# Data supplied:
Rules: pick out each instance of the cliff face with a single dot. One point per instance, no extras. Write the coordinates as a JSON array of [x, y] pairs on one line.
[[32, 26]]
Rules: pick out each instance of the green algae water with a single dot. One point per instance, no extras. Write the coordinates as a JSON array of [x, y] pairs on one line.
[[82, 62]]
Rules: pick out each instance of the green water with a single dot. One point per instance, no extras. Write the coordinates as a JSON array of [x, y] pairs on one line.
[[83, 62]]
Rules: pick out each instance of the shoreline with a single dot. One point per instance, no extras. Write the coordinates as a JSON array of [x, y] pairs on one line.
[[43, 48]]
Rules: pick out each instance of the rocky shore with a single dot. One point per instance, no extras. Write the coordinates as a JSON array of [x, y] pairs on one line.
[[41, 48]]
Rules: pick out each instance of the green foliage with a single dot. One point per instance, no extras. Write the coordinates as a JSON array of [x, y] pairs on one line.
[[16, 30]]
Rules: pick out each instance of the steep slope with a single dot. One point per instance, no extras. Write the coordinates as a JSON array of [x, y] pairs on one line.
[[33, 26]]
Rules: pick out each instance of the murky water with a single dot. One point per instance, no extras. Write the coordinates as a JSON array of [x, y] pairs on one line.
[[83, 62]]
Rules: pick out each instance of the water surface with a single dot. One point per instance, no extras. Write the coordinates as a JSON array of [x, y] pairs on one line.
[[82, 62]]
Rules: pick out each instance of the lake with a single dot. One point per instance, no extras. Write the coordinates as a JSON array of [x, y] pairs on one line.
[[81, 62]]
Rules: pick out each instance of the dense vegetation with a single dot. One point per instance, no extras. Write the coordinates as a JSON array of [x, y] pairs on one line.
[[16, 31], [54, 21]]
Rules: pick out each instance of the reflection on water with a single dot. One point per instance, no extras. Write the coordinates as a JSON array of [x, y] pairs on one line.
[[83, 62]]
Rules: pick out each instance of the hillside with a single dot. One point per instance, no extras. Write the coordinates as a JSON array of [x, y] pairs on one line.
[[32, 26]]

# Instruction:
Render all of the records above as a two-column CSV with the header columns request and answer, one row per record. Put each record's text and its answer in separate quoted fields, replacing any line breaks with spaces.

# Expected answer:
request,answer
"Rules: pick out each instance of the cliff face with a single dot. One point per instance, no extras. Write the coordinates as a JSON array of [x, y] pairs on one line.","[[32, 26]]"
"Rules: pick out each instance of the green algae water with a single dot. One point per instance, no extras. Write the coordinates as a JSON array of [x, y] pairs on one line.","[[82, 62]]"
"Rules: pick out each instance of the green water with a single dot. One point per instance, no extras. Write the coordinates as a JSON array of [x, y] pairs on one line.","[[83, 62]]"
"Rules: pick out each instance of the shoreline with a single dot. One point per instance, no extras. Write the coordinates as a JSON array of [x, y] pairs on one line.","[[43, 48]]"
"Rules: pick out each instance of the rocky shore with a single dot. One point per instance, no extras. Write the coordinates as a JSON array of [x, y] pairs on one line.","[[41, 48]]"
"Rules: pick out each instance of the green foliage with a single dot. One point per instance, no extras. Write the coordinates as a JSON array of [x, y] pairs on one line.","[[16, 30]]"
"Rules: pick out each instance of the steep slope with a single dot. One point per instance, no extras. Write the coordinates as a JSON array of [x, y] pairs on one line.","[[33, 26]]"
"Rules: pick out each instance of the murky water with a single dot. One point per instance, no extras. Write the coordinates as a JSON array of [x, y] pairs on one line.","[[83, 62]]"
"Rules: pick out each instance of the water surface with a single dot. One point per instance, no extras. Write the coordinates as a JSON array of [x, y] pairs on one line.","[[82, 62]]"
"Rules: pick out each instance of the lake with a single dot. One point per instance, no extras. Write the coordinates as a JSON array of [x, y] pairs on one line.","[[81, 62]]"
"Rules: pick out each instance of the dense vegetation with a single dot. One point per instance, no extras. Write the coordinates as a JSON array of [x, y] pairs on one line.","[[16, 31], [54, 21]]"
"Rules: pick out each instance of the reflection on water with a single dot. One point per instance, no extras. Write the coordinates as a JSON array of [x, y] pairs on one line.","[[83, 62]]"
"Rules: pick out each instance of the hillside with a single dot. One point per instance, no extras. Write the coordinates as a JSON array of [x, y] pairs on one line.","[[32, 26]]"